• AIM OF THE EXERCISE:
Write the material out again exactly.

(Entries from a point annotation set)
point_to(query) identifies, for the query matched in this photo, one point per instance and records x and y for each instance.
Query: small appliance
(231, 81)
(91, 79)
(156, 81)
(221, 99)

• COMPLETE ANSWER:
point_to(query) identifies, for the query matched in this photo, one point per instance and records x and y for each instance.
Query: small appliance
(231, 81)
(91, 79)
(156, 81)
(221, 99)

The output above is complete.